── TEXT TO READ ──

Just because you’ve got a tongue and show it off doesn’t tell an older woman that you know how to use it. It doesn’t make you look like a smooth-talking bad-boy. Sticking your tongue out on your online dating profile makes you look juvenile.

You’re already younger than the woman you’re going after. Don’t be immature.

Use Your Head In Online Dating Profiles

Pictures are the first things women will notice online. You’ve got to have great photos! One of the worst mistakes I’ve seen on all dating sites is guys will have three close-up head shots and no body-shots.

Not only are these photos just of their head— they’re staring right into the camera and women can see this as off-putting or creepy looking.

Post at least one close up and one body. More than two shots are better. Use three to seven pictures in total with some variety in them. You should be able to show your awesomeness in less than 10 photos.

If you are sitting in a photo, use an alpha stance. Masculine men take up a lot of room. Don’t put your legs together. Keep your knees apart.

In a photo, if you are playing sports, try to get one shot of you running with the ball away from the other guys. It will make you seem like a masculine alpha man that confident cougars love.

───

◆ TASK REQUIREMENTS: Extend the online dating profile advice with a few more paragraphs, picking up right after its last sentence.

── ROWS ──

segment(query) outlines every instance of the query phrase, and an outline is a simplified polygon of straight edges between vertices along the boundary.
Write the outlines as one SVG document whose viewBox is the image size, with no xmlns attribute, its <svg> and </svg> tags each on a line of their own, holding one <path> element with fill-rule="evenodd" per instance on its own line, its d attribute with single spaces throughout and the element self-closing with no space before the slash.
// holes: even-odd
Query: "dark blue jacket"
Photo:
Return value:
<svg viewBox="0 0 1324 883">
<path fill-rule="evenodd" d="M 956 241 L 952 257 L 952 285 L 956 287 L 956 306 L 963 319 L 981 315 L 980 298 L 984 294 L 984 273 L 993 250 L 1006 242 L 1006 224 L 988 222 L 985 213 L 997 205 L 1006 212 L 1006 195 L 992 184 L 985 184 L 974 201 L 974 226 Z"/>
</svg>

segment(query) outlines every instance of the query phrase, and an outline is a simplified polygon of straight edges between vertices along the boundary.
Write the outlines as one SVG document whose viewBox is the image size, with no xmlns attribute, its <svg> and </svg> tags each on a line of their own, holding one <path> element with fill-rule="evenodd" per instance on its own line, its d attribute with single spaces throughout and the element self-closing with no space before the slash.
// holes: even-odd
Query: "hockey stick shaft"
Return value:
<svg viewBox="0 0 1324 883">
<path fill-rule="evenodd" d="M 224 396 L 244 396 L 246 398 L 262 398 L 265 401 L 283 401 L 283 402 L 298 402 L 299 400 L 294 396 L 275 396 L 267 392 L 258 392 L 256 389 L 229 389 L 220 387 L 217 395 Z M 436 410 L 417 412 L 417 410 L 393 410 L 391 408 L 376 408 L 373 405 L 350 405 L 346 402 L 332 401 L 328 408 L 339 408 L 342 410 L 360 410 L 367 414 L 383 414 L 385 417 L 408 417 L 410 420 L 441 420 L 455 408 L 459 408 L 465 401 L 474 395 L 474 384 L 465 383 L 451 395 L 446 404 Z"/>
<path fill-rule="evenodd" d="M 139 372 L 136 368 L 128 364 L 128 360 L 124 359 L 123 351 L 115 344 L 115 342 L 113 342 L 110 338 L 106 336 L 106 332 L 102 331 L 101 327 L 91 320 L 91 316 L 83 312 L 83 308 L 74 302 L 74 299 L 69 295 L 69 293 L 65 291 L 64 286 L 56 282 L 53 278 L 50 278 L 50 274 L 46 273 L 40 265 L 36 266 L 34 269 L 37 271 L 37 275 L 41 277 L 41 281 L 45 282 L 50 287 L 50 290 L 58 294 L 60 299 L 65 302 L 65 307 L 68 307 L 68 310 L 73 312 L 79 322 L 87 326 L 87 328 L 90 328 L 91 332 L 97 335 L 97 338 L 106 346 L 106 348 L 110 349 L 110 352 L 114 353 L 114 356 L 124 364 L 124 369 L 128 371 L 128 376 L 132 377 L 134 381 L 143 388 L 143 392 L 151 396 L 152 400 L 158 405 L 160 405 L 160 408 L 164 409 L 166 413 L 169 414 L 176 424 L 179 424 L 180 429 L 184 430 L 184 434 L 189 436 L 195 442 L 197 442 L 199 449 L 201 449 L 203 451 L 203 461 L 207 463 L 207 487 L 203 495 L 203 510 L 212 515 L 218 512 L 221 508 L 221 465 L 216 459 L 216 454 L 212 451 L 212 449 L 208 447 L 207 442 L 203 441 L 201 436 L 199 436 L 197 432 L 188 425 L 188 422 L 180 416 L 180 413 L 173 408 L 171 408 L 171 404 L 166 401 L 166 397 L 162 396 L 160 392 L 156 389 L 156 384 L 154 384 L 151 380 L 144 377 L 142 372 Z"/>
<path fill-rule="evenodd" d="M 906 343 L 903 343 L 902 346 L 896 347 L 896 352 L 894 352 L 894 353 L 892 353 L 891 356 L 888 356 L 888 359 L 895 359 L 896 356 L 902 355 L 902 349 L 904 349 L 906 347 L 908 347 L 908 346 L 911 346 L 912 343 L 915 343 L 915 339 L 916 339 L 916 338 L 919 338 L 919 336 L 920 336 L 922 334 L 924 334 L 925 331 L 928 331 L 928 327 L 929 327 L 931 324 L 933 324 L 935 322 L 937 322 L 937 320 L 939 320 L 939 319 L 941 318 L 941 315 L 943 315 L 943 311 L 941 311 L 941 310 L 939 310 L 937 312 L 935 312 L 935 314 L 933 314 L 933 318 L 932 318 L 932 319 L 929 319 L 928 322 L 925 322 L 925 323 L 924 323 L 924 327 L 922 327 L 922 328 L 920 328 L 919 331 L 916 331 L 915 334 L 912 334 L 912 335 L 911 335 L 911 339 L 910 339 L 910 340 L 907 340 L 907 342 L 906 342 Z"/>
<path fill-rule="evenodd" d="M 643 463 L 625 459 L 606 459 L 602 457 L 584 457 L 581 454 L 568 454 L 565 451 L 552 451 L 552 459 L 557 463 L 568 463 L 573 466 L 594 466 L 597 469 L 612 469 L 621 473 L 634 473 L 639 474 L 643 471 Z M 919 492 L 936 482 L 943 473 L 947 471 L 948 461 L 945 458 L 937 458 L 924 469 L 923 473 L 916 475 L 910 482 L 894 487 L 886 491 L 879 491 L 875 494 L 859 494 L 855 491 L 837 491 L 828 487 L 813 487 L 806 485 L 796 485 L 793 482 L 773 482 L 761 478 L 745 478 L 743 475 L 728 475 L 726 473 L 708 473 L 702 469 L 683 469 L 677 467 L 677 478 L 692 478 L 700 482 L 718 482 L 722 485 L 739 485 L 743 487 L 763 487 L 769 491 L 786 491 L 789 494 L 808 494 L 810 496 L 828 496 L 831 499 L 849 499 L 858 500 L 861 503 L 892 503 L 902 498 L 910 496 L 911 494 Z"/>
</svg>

───

◆ RESULT FOR THIS TASK:
According to OKCupid, men online get more action when they’re not looking at the camera and not smiling. This research was from 2010. Photofeeler got similar results though they differ just a bit. They did their own research with their online tool. Photo feeler’s analysis noted that whether men smile or not doesn’t make a big difference.

So instead of posing the same old shot in the front seat of your car do something different in every picture. Bring some spice to your photos. Smile in one, look away in another and do your own testing to see what pics get the most swipes.

Three photos that look the same except that you are wearing a different hat don’t show your personality. Stand out by having photos that differ from one another.

Have several photos that are different. Step away from the toilet when you’re doing a selfie. I’m begging you. Ladies don’t want to think about what just went on there.

Have some pics of you with animals, outside, jumping, playing a game— just do something engaging in at least one picture.

Give Her Details In Your Online Dating Profile

Women notice little details and your first impression counts big time. According to a study at New York University by Daniela Schiller was digging in to find out about first impressions.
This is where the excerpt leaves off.